## Exercise aim
Write out precisely the lines beginning with the line that contains "Detect the hillside" and ending with the last line of the entries, and no other lines.

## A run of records
***

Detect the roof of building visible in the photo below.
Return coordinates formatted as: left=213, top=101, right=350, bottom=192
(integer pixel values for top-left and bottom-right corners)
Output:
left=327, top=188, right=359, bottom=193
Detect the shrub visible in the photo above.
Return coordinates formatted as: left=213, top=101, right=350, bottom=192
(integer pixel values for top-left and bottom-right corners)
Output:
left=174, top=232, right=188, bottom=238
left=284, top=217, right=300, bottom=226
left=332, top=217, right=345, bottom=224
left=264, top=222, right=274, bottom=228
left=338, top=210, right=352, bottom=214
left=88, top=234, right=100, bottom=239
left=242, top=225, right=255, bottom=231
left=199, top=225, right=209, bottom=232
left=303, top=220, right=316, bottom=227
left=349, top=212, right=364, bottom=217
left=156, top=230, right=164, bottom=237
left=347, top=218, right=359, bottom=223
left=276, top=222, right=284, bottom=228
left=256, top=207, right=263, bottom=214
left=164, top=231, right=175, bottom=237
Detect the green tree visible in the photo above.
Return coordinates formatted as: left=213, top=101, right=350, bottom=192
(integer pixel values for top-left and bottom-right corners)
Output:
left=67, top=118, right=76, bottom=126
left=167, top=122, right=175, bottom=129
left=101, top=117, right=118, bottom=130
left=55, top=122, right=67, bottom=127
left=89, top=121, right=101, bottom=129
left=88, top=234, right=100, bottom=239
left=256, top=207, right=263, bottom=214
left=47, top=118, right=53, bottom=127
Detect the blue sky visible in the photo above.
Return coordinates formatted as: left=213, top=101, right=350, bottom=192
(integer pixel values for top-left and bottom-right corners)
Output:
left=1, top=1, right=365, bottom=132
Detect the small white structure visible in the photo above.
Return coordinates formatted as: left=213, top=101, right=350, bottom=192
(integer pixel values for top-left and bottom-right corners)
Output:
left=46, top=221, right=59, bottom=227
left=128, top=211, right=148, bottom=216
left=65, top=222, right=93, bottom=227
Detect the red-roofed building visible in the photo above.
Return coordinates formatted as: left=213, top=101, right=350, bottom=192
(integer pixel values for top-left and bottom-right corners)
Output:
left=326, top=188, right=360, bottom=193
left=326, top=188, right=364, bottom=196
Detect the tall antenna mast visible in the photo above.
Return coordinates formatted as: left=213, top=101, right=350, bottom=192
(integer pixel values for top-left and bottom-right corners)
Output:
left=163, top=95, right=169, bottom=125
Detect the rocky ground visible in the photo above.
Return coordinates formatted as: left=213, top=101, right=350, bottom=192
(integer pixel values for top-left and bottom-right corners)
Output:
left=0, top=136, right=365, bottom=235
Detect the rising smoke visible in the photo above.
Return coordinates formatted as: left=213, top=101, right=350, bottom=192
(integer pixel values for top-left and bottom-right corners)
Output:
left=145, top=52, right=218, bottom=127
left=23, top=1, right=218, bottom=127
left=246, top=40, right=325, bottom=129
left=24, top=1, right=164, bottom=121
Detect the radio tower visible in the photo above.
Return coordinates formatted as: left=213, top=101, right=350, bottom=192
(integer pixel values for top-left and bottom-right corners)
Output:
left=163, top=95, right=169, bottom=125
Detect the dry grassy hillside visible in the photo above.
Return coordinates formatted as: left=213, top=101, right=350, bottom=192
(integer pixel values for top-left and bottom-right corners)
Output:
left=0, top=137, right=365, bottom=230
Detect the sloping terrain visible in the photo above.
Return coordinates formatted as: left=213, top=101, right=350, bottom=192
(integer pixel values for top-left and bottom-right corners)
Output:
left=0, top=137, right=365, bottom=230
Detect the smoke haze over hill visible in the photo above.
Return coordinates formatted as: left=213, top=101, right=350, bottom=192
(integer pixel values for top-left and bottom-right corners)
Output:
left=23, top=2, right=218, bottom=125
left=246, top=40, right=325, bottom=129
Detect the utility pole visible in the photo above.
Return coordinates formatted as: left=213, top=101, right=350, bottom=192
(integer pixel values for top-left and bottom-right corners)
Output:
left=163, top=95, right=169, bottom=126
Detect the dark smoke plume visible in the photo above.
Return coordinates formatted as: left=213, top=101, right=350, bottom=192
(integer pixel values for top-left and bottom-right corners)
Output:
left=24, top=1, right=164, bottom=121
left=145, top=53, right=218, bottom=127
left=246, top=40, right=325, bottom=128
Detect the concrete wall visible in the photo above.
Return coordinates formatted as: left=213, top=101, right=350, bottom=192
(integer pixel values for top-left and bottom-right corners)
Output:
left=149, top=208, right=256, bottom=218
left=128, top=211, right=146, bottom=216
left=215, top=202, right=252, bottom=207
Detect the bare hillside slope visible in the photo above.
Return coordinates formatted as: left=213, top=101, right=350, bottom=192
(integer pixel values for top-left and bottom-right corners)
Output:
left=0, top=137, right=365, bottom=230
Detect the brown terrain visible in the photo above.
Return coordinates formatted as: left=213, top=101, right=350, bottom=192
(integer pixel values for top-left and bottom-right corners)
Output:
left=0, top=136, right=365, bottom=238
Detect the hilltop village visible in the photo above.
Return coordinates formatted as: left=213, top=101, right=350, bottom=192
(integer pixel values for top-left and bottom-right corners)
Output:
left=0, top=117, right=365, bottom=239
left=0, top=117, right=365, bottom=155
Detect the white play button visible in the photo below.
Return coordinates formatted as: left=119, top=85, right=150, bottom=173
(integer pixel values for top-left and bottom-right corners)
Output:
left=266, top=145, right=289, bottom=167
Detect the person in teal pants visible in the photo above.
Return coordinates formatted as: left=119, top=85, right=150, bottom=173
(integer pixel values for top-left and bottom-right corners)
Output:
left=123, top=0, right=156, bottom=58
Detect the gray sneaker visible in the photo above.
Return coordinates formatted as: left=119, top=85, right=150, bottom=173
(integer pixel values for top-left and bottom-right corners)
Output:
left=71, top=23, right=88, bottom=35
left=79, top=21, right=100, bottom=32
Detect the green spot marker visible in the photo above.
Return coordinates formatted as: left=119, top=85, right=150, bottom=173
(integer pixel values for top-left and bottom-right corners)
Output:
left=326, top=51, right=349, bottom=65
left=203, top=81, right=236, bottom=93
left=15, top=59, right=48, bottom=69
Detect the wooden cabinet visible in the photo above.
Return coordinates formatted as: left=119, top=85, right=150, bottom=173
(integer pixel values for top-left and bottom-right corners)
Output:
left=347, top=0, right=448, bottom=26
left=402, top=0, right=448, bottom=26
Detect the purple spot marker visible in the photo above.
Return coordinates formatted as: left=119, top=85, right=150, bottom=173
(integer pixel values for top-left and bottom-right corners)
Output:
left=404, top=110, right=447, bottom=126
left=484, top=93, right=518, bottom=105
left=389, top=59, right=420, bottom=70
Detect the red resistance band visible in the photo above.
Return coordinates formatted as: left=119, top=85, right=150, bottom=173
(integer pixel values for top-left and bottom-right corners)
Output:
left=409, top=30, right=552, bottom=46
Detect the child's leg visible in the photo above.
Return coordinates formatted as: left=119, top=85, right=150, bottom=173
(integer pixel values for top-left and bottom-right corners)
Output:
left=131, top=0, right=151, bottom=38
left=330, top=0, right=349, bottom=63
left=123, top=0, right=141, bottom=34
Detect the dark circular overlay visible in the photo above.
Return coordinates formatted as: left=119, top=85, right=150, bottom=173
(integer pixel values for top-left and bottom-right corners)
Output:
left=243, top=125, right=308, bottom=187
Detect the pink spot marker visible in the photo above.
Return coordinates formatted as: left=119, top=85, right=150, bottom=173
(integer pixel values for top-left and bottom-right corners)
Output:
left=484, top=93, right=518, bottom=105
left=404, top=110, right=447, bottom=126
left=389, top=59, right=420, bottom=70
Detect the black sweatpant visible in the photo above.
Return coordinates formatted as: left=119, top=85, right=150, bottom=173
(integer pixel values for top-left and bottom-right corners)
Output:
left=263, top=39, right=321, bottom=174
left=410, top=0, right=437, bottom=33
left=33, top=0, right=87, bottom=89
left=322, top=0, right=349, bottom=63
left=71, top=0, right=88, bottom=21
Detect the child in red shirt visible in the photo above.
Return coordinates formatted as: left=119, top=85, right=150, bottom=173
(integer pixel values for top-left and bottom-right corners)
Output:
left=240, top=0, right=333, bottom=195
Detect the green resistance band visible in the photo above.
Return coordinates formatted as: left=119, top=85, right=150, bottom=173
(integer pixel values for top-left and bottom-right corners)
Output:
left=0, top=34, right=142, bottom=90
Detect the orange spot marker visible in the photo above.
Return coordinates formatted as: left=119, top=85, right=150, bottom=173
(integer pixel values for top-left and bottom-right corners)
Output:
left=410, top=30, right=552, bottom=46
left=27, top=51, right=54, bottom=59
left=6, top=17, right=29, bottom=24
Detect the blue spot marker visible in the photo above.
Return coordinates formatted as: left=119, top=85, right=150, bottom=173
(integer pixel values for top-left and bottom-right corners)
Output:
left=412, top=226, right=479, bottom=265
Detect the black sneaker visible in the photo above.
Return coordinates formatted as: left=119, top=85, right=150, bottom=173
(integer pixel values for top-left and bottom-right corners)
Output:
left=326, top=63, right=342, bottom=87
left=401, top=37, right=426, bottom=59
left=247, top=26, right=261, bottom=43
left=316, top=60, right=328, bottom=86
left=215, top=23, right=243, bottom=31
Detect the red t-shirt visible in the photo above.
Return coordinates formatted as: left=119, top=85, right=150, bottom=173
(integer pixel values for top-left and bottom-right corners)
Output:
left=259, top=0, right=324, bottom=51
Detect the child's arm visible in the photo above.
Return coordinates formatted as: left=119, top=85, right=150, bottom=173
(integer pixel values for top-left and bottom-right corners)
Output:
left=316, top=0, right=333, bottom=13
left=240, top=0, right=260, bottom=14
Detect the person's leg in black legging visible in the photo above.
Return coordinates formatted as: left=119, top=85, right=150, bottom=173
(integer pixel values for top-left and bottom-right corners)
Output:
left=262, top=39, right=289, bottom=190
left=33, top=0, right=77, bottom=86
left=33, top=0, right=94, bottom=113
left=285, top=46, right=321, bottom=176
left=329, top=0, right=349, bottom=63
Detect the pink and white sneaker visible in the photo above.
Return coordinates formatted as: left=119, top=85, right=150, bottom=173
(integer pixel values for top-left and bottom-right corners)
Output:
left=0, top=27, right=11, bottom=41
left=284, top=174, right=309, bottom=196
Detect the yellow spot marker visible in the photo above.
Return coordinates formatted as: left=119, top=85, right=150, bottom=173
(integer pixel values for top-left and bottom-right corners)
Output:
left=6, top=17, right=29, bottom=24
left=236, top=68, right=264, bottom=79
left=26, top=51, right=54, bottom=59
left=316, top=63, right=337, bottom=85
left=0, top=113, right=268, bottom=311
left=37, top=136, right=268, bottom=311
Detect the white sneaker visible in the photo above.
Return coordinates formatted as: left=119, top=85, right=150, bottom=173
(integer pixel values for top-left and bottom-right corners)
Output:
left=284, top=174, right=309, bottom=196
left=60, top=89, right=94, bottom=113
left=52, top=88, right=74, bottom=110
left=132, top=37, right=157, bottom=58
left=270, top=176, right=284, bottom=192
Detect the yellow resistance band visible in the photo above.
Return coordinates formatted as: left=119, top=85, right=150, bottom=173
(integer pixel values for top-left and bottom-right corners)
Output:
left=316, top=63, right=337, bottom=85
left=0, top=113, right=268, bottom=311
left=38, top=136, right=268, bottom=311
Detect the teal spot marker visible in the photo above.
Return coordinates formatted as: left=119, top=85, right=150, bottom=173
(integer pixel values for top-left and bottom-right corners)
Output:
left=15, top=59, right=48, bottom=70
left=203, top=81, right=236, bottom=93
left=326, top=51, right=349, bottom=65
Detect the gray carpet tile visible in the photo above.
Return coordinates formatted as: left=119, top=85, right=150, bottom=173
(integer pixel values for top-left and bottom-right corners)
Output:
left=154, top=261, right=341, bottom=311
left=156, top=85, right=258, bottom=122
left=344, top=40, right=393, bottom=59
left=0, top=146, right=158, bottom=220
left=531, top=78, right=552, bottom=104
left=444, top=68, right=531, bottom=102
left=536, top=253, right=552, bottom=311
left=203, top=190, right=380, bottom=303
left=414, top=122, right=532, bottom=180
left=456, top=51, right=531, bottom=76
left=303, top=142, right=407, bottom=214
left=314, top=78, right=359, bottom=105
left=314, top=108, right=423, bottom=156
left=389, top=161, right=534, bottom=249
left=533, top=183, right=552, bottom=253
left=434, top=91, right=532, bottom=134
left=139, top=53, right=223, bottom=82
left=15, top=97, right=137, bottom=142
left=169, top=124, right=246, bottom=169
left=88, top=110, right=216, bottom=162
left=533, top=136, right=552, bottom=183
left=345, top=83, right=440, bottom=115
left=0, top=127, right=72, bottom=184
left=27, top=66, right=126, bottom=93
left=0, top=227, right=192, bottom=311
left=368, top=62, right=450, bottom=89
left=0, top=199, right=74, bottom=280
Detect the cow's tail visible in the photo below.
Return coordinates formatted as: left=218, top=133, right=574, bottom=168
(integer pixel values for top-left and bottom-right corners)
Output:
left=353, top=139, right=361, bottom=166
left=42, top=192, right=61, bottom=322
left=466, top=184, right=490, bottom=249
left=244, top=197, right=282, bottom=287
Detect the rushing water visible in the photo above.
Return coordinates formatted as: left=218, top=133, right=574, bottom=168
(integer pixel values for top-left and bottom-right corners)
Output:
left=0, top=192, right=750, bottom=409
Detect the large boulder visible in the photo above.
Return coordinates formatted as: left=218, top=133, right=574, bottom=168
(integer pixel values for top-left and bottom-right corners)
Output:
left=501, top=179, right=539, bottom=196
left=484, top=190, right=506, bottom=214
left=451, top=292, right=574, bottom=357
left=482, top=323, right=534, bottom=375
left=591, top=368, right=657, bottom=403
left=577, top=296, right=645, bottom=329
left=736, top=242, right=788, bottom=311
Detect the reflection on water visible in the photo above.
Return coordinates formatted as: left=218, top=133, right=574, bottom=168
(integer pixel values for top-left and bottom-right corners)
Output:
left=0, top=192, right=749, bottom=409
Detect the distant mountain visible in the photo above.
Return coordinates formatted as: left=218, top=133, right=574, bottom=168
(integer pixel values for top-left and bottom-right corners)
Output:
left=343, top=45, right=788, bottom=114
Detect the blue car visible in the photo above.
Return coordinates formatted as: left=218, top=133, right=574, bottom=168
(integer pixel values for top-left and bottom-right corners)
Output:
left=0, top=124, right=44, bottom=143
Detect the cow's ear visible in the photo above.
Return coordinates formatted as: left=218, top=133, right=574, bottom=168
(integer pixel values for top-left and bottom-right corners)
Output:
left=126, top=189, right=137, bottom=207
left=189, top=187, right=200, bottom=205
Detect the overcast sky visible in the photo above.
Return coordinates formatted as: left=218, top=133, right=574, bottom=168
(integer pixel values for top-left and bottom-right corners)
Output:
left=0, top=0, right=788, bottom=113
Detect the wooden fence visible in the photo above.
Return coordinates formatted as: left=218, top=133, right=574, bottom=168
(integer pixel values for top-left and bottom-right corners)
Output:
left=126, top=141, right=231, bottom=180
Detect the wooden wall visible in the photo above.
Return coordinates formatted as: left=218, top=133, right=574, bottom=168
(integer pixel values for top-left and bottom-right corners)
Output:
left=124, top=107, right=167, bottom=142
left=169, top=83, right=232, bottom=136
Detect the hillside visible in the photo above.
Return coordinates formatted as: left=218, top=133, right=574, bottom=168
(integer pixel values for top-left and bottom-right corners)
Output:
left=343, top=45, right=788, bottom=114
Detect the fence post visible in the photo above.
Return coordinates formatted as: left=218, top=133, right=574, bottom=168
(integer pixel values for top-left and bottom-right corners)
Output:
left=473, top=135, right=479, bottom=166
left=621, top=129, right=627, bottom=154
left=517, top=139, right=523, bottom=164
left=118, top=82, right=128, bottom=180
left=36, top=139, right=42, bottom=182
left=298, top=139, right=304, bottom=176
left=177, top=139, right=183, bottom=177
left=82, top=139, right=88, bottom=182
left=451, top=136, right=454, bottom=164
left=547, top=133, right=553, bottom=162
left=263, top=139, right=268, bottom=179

***

## Written answer
Detect the hillside visible in the photo above.
Return coordinates formatted as: left=218, top=133, right=574, bottom=168
(integer pixel values for top-left and bottom-right corners)
Output:
left=343, top=45, right=788, bottom=114
Detect the fence post visible in the photo above.
Return coordinates formatted as: left=218, top=133, right=574, bottom=168
(integer pixel values for top-left and bottom-right corners)
Output:
left=473, top=135, right=479, bottom=166
left=621, top=129, right=627, bottom=154
left=517, top=139, right=523, bottom=164
left=118, top=82, right=128, bottom=180
left=36, top=139, right=42, bottom=182
left=298, top=139, right=304, bottom=176
left=177, top=139, right=183, bottom=177
left=82, top=139, right=88, bottom=182
left=451, top=136, right=454, bottom=164
left=547, top=133, right=553, bottom=162
left=263, top=139, right=268, bottom=179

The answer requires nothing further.